Your task: Reproduce verbatim the rows from the line containing "contains white blanket." through the line containing "1021, 174, 1143, 297", with both of those lines included.

Entries provided:
+---+

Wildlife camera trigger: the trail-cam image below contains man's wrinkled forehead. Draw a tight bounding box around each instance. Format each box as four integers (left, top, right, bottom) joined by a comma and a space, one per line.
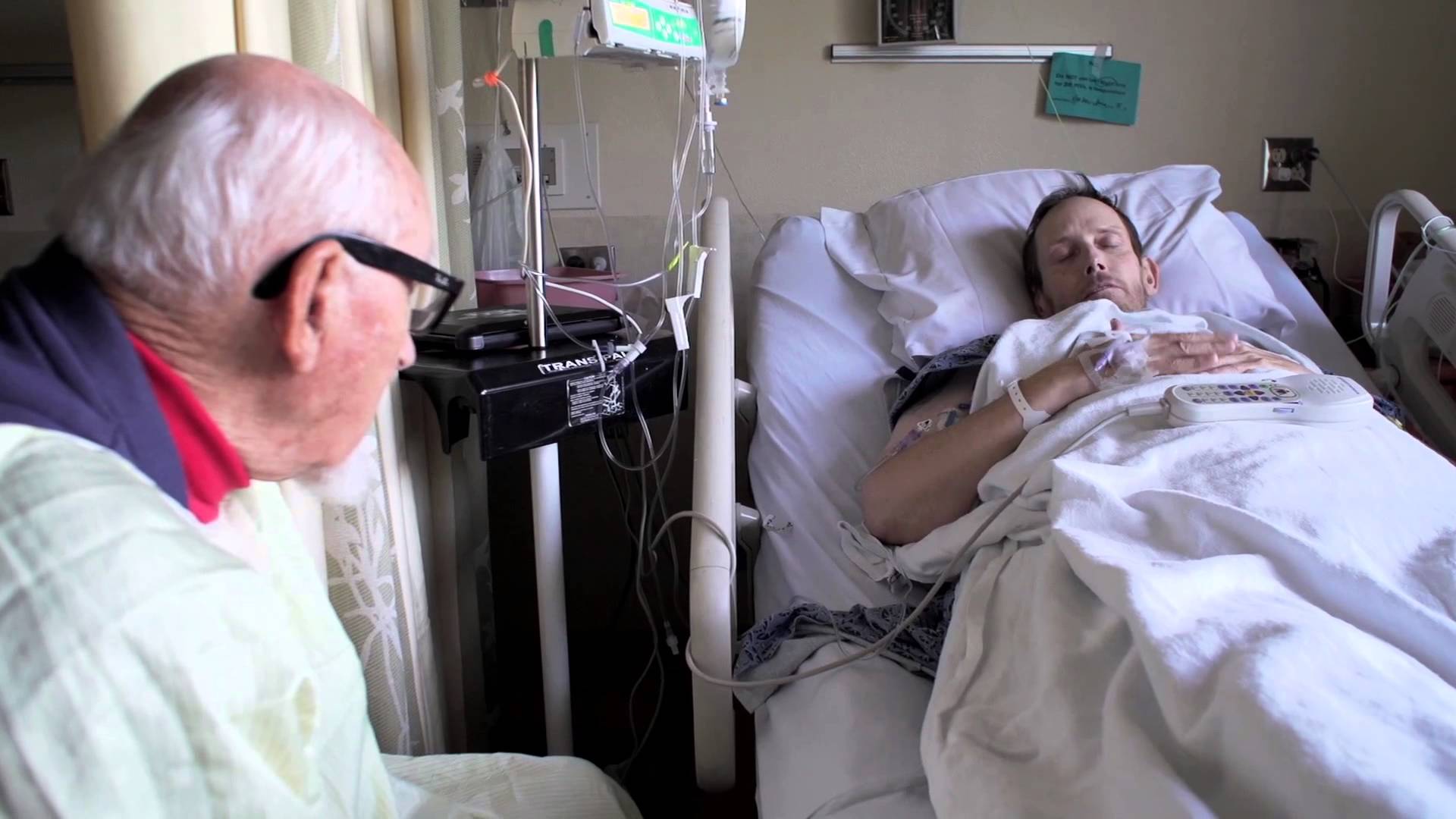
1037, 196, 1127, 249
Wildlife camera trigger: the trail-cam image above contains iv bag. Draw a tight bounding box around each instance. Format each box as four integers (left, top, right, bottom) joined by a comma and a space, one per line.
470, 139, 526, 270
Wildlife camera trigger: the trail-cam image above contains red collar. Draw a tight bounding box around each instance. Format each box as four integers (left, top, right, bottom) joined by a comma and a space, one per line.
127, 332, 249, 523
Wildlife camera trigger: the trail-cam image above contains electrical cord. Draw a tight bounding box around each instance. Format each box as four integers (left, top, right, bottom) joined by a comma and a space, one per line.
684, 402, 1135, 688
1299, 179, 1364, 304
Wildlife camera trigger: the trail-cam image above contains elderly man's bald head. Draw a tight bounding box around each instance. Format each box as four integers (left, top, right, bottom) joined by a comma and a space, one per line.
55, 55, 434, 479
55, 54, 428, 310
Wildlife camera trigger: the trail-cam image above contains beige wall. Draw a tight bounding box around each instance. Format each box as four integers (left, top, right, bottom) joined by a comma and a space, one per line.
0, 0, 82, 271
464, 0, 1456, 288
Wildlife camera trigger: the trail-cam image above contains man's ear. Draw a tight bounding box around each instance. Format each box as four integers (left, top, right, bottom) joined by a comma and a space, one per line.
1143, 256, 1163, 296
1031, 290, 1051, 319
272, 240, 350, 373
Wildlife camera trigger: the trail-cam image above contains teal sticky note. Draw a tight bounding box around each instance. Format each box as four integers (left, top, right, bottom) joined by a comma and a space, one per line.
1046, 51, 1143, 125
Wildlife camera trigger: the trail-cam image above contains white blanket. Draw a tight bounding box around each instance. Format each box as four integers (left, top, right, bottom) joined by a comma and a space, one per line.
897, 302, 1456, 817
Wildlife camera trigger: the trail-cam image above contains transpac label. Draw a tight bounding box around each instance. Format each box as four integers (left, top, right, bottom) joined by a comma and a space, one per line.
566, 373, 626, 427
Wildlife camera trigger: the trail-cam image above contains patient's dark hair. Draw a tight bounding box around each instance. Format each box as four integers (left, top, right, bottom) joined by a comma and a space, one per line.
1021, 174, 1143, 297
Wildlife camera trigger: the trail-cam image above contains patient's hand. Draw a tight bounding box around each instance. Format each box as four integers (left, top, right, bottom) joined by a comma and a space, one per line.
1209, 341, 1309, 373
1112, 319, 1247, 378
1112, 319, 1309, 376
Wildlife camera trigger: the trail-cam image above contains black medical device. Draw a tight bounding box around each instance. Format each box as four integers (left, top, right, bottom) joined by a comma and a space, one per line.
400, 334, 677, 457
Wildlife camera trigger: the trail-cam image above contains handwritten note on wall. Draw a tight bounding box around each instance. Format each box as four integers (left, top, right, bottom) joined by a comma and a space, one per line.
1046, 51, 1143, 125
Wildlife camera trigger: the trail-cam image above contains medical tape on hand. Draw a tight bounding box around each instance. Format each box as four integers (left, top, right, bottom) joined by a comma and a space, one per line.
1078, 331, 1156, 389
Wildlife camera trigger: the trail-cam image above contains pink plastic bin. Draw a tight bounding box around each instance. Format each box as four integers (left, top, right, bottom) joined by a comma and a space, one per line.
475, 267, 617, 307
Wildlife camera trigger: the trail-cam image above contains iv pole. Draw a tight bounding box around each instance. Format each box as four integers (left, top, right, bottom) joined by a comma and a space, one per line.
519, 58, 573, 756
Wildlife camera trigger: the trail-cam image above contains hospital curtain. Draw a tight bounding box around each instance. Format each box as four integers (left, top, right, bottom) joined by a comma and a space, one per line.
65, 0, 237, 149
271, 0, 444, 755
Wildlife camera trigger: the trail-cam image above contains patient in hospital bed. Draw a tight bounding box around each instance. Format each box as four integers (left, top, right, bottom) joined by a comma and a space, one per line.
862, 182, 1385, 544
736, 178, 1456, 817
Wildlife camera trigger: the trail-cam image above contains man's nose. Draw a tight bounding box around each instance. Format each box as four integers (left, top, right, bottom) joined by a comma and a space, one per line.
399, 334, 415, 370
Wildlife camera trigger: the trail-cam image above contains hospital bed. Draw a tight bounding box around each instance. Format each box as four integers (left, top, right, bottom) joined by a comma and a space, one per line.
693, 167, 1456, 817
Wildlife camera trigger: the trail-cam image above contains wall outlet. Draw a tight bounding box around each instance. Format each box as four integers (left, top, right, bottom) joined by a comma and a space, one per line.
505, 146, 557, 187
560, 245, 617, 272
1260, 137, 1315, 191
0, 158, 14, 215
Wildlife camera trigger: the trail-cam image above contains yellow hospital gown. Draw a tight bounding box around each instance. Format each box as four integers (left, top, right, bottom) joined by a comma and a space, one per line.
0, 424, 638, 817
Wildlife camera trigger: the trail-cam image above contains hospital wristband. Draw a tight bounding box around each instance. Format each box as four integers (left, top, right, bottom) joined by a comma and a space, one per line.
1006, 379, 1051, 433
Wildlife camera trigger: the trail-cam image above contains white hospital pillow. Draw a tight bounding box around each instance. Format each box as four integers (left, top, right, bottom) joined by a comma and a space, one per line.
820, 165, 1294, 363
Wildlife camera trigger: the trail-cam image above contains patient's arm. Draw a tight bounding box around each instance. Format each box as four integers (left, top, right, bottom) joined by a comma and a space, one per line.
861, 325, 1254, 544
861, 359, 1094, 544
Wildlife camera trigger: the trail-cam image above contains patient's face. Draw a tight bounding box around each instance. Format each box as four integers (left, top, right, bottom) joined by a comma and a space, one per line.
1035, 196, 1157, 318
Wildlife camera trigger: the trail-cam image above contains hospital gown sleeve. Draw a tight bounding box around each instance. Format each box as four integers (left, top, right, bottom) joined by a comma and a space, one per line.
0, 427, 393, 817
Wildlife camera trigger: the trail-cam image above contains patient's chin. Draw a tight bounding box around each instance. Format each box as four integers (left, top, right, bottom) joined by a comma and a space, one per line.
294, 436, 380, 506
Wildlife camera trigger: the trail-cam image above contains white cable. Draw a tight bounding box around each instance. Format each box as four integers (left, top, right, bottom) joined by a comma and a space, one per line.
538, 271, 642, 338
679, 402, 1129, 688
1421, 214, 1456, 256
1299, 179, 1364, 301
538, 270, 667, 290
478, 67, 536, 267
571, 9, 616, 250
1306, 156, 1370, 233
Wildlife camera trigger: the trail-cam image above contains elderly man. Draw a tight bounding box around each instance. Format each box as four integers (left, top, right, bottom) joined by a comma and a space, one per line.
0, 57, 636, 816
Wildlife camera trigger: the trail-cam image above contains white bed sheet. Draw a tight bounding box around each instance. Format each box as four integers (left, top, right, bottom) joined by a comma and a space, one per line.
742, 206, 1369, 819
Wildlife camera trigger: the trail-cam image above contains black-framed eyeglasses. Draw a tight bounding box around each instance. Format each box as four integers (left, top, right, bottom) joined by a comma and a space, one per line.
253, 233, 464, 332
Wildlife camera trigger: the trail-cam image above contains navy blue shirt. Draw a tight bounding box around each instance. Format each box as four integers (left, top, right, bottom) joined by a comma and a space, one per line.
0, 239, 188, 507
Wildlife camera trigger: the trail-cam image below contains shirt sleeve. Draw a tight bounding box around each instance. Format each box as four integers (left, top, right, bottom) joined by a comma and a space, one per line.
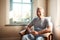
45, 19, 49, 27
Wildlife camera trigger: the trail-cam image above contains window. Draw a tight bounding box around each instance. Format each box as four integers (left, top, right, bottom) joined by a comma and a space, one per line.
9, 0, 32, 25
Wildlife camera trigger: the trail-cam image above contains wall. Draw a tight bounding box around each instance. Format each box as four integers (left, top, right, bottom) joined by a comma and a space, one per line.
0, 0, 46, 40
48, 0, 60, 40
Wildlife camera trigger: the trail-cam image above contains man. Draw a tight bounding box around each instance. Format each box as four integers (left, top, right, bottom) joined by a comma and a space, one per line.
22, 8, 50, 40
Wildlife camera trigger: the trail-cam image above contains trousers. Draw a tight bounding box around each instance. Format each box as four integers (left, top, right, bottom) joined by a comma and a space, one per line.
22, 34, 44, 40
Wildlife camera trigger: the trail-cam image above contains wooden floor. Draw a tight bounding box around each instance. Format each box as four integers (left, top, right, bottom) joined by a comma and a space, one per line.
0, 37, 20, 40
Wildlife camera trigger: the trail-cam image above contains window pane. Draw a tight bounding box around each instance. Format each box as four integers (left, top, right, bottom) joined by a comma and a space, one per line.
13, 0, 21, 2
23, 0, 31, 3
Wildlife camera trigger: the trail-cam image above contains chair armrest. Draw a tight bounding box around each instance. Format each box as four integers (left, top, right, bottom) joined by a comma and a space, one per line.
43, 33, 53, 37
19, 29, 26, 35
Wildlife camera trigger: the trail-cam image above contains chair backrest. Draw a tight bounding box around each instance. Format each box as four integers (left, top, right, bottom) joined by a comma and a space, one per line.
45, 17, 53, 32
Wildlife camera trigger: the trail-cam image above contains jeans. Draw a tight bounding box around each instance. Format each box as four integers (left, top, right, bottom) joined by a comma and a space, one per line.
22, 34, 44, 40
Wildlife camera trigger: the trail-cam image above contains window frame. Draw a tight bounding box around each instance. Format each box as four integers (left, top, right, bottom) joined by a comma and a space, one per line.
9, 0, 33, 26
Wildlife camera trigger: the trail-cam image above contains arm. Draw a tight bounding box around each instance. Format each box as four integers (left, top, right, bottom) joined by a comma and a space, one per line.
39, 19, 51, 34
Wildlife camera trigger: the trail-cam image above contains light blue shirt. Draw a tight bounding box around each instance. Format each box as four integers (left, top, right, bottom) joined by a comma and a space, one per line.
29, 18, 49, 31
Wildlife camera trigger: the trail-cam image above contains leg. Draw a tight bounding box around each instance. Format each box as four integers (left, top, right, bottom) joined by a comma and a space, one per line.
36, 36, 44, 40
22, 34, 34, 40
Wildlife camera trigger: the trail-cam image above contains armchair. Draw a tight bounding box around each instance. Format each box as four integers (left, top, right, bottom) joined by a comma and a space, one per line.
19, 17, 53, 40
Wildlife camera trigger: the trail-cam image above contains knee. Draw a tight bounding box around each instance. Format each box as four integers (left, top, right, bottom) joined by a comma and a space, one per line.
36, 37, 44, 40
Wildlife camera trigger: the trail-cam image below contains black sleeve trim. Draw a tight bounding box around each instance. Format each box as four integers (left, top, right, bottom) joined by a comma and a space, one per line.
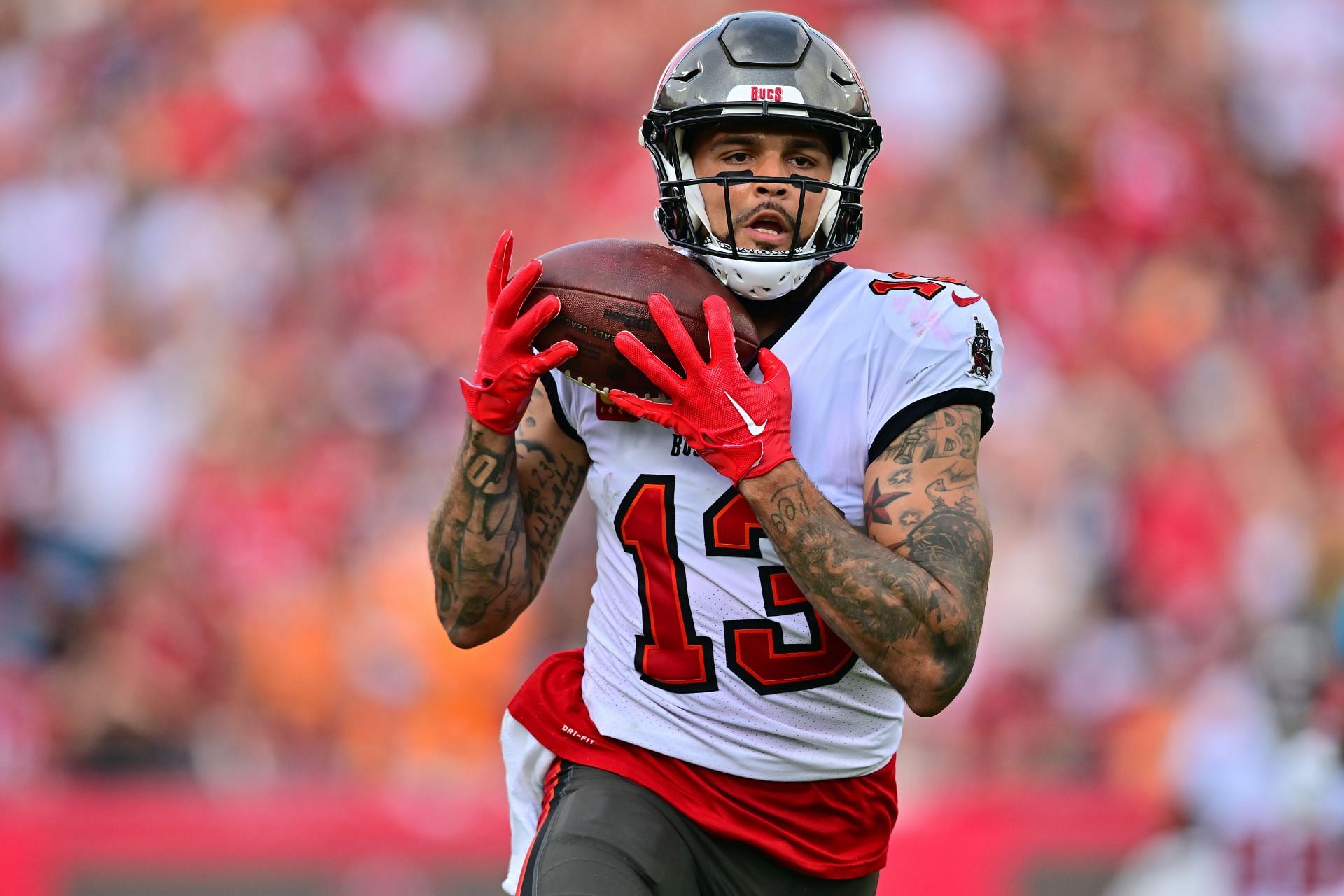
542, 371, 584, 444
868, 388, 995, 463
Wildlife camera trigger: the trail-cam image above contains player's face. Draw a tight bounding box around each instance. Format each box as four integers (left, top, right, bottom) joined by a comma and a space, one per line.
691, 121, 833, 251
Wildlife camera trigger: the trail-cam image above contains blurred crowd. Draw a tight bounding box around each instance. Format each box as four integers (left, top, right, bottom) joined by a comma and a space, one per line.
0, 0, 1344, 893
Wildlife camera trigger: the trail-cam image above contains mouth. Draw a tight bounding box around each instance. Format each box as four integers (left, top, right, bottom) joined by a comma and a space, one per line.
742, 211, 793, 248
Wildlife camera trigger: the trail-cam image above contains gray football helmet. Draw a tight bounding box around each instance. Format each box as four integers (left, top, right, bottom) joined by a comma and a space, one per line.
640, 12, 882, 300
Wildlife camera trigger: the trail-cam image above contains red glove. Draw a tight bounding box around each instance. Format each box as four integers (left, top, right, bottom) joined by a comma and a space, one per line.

+---+

Response to this task:
Wildlife camera trigger: the trail-cam image above contains white blanket. Draw a tight bounding box around each instance. Format each box as four integers (left, top, right, bottom) joined by a comma and a space, one per line.
897, 302, 1456, 817
Wildlife camera trigger: the trail-cam image above contains transpac label. Draw a tight bounding box around each instance. Format each box as four integers (left, top, right, bottom) joined by a comma and a space, one per line.
566, 373, 626, 427
Wildlife camera trigger: the trail-cam image above contains patient's dark hair. Draw a tight bounding box around each instance. Format each box as four integers (left, top, right, bottom) joined by a comma and a space, one per line.
1021, 174, 1143, 297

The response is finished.